> **PROBLEM SET**
A – Reproduce word for word the part of the scheduling advice that opens with the words containing "First, some general" and closes with "handle unexpected absences.".
B – In the scheduling advice, roughly how many hours a day should be scheduled for development tasks?

··· PASSAGE SHOWN ···

First, some general suggestions:

  1. Never schedule 8 hours a day. Interruptions happen. Only schedule about 6 hours a day for development tasks.

  2. Make sure you're removing those planned days off from the team's capacity. Likewise, be sure to remove known meeting times from the capacity as well.

But you seem to know that already. You want to know how to handle unexpected absences.

  1. Leave some slack in your planning.

    We humans are really bad at estimating. Things usually take longer to do then we estimate they will. Leaving a bit of slack in your schedule allows you to absorb both the bad estimates and some absences. If the team does meet their iteration goal early, then they have some time to pay off some technical debt.

  2. Accept that any given estimate will likely be wrong and you won't always get all the stories done, even if every one shows up every day.

    Basically, don't worry about it. Take some time to remember that developers are people, that you're a person and not code generating machines. Embrace the uncertainty of software development and find ways to be flexible. Can we drop a story from this iteration? Joe got his tasks done early, can he pick up Susy's while she's out? Can we extend this iteration another week? Learn to be flexible (dare I say, agile) and react to the unknown with grace.

··· EXTRACTED ENTRIES ···

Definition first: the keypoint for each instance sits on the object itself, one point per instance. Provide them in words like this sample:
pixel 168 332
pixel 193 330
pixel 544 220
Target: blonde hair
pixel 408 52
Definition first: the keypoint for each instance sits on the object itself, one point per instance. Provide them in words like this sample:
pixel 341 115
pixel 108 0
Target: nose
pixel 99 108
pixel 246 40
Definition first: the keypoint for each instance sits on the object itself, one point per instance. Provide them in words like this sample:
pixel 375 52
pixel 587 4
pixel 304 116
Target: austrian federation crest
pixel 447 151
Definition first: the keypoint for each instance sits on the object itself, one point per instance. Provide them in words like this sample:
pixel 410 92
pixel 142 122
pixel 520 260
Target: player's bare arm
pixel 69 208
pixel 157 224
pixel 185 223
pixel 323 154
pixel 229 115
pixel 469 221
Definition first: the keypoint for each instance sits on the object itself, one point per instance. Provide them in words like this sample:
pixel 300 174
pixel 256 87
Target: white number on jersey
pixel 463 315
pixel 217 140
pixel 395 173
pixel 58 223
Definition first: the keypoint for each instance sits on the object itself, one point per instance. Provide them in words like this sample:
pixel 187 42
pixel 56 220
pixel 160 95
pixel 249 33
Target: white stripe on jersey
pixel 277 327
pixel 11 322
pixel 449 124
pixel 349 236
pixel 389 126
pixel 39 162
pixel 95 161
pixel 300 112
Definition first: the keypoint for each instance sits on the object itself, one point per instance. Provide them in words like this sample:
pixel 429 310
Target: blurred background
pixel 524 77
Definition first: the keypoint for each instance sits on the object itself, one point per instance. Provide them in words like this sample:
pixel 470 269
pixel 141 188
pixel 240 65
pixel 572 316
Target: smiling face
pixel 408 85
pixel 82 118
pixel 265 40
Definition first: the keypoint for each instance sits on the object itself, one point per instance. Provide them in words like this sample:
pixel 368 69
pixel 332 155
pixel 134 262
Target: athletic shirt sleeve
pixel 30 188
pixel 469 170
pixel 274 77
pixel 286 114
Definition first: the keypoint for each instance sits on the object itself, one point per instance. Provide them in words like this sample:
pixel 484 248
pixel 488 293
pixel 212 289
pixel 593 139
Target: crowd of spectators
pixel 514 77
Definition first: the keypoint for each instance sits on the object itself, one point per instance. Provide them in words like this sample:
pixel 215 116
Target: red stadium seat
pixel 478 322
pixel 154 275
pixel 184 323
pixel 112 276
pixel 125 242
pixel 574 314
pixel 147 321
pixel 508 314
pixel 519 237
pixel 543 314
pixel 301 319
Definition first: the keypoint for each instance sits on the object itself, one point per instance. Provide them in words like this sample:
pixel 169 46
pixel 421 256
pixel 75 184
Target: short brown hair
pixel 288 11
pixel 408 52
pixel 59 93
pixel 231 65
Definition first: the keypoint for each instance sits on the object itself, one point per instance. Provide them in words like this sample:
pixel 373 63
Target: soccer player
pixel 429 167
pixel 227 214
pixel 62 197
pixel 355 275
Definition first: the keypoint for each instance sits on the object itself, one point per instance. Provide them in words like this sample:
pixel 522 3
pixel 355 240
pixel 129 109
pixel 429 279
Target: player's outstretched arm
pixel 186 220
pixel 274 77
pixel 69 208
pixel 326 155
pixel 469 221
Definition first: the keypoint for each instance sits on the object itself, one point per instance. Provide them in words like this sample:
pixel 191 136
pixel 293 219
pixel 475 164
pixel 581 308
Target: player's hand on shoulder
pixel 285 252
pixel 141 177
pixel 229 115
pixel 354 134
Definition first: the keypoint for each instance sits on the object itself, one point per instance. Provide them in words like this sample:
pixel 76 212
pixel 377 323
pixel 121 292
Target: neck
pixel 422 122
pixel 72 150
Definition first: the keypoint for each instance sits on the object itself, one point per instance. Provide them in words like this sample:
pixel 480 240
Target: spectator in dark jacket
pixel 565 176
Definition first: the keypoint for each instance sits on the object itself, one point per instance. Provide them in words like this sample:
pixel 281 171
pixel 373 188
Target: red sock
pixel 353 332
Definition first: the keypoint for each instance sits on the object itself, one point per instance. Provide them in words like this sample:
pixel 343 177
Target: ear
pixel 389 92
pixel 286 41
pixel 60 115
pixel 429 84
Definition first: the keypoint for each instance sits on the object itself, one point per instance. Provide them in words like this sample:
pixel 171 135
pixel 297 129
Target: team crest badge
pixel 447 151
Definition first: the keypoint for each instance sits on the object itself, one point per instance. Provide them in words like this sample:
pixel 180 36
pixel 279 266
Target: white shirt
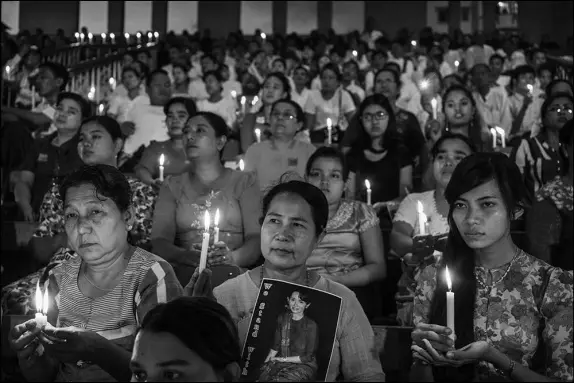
pixel 495 108
pixel 323 109
pixel 225 108
pixel 149 121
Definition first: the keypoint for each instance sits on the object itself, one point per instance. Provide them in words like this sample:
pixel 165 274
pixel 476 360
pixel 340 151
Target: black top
pixel 49 162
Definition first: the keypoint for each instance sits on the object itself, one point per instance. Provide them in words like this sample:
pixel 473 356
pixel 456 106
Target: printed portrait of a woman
pixel 293 354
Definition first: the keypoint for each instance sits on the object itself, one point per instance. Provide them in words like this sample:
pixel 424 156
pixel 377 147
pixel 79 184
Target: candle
pixel 502 135
pixel 329 131
pixel 216 229
pixel 161 162
pixel 204 244
pixel 41 307
pixel 422 218
pixel 493 132
pixel 368 186
pixel 449 304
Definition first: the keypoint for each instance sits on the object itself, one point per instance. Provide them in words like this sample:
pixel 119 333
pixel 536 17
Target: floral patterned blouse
pixel 533 299
pixel 143 199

···

> **EXPECTED RESULTS**
A –
First, some general suggestions:

  1. Never schedule 8 hours a day. Interruptions happen. Only schedule about 6 hours a day for development tasks.

  2. Make sure you're removing those planned days off from the team's capacity. Likewise, be sure to remove known meeting times from the capacity as well.

But you seem to know that already. You want to know how to handle unexpected absences.

B – About 6 hours a day.